> [CHECK YOUR UNDERSTANDING]:
1 > Decide whether each statement agrees with the text on outliers below. For each, answer yes or no and quote the words of the text that decide it. (a) When the Outlier Limit field is left blank, the outlier limit defaults to 3.0. (b) The default value of type in the STANDARD function is 0. (c) When exc = FALSE, Q1 is computed with QUARTILE.INC.
2 > According to the text on outliers below, what value should be entered in the Outlier Limit field for a 3.0 outlier limit when the Percentage option is set?

Another popularly used method for identifying outliers is to denote any data element larger than Q3 + 1.5*IQR or smaller than Q1 – 1.5*IQR as a potential outlier, where Q1 and Q3 are the first and third quartiles (see Ranking) and IQR is the inter-quartile range (see Measures of Variability). This is the approach used in creating box plots.

The box plot displayed in Figure 1 identifies three potential outliers, the two outliers identified above, along with item 4 of Sample A which is just under the 2.5 threshold with a z-score of 2.424183 but does achieve the 1.5*IQR threshold required for the box plot.

If the Percentage option is set on the Configuration dialog box, then you should enter a value 100 times the desired value in the Outlier Limit field in the dialog box in Figure 2; e.g. enter 300 if you want a 3.0 outlier limit. If you leave this field blank, the outlier limit defaults to 2.5.

Worksheet Function

Real Statistics Function: The Real Statistics Resource Pack provides the following function, where if type = 0 then the test using the mean and standard deviation is employed while if type = 1 then the test using the IQR is employed.

STANDARD(x, R1, type, exc) takes the value

	STANDARDIZE(x, x̄, s)	if type = 0 (default)
	(x−Q3)/IQR	if type = 1 and x > Q3
	(x−Q1)/IQR	if type = 1 and x < Q1
	0	otherwise (type = 1 and Q1 ≤ x ≤ Q3)

where x̄ = AVERAGE(R1) and s = STDEV(R1).

If exc = TRUE then Q1 = QUARTILE.EXC(R1,1) and Q3 = QUARTILE.EXC(R1,3)

If exc = FALSE (default) then Q1 = QUARTILE.INC(R1,1) and Q3 = QUARTILE.INC(R1,3)

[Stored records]
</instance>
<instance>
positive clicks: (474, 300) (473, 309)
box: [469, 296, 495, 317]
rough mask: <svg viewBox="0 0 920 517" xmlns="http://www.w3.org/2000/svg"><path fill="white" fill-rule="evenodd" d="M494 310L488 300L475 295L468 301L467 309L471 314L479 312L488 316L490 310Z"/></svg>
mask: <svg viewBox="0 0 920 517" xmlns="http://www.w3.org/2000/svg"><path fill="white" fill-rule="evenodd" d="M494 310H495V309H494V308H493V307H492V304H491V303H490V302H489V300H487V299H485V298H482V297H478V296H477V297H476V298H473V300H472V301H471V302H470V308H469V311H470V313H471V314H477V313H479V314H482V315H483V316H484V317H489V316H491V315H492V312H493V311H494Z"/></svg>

> [YOUR RESPONSES]:
1 >
(a) No: "If you leave this field blank, the outlier limit defaults to 2.5."
(b) Yes: "if type = 0 (default)"
(c) Yes: "If exc = FALSE (default) then Q1 = QUARTILE.INC(R1,1)"

2 > 300